— Required action —
The required output is every record, reproduced exactly.

------ Material to process ------

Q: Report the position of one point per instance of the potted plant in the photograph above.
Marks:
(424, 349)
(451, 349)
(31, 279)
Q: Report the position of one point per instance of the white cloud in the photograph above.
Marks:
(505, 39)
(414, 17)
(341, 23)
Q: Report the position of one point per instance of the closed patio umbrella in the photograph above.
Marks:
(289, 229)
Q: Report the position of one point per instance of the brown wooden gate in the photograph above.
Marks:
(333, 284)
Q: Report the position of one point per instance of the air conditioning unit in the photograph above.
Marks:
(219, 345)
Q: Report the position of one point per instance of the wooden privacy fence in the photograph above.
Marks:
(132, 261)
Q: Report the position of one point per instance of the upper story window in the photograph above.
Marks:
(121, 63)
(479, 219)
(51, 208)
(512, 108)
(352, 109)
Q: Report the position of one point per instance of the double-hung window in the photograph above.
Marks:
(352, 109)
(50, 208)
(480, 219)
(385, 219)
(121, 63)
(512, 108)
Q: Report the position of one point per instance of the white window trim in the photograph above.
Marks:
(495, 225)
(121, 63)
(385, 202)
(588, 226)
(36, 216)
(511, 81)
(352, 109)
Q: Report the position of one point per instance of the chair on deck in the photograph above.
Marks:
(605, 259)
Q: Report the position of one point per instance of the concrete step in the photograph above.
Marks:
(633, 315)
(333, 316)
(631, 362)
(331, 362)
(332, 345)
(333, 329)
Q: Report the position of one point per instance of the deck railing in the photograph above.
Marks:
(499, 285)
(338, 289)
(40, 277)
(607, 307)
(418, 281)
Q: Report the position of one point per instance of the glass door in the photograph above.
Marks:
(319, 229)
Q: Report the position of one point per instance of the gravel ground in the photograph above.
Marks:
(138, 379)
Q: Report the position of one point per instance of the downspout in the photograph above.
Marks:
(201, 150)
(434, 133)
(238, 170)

------

— Answer for the task —
Q: Report the position of one point per instance of the potted plant in the photograph above.
Marks:
(424, 349)
(451, 349)
(31, 279)
Q: Report the position of one point per instance of the white cloud in the photograph above.
Marks:
(505, 39)
(414, 17)
(341, 23)
Q: Report the position of one point per instance of the closed patio umbrella in the photograph above.
Marks:
(289, 229)
Q: Report the position of one point per instance of the brown wooden gate in the photograph above.
Marks:
(333, 284)
Q: Report the position of one point per instance of the air conditioning unit in the photograph above.
Marks:
(219, 345)
Q: Report the position of one point per instance of the wooden privacy fence in the photograph above.
Marks:
(132, 261)
Q: Report the position of one point per instance of the upper story window in the photograph above.
Marks:
(121, 63)
(479, 219)
(51, 208)
(512, 108)
(352, 109)
Q: Report the position of one point per instance of the double-hung window in the photograph above.
Marks:
(352, 109)
(50, 208)
(480, 219)
(385, 219)
(121, 63)
(512, 108)
Q: Report the position of one point per instance of the white window trim in the photograph above.
Marks:
(495, 225)
(121, 63)
(385, 202)
(588, 226)
(36, 216)
(511, 81)
(352, 109)
Q: Report the position of one point per instance of the chair on deck in the photograph above.
Marks:
(605, 259)
Q: Report the position of one point per instance of the concrete step in the photograph above.
Marks:
(633, 315)
(333, 316)
(631, 362)
(331, 362)
(332, 345)
(333, 329)
Q: Report the position of one point per instance of the deck railing in the photograph above.
Marks:
(499, 285)
(338, 289)
(40, 277)
(607, 307)
(418, 281)
Q: Report the position of one point per instance of the glass door in the photograph above.
Marks:
(319, 229)
Q: Report the position of one point per instance of the gravel ground in the photograph above.
Marks:
(138, 379)
Q: Report the position of one point per instance of the downspout in the photograph above.
Marks:
(201, 150)
(434, 133)
(238, 170)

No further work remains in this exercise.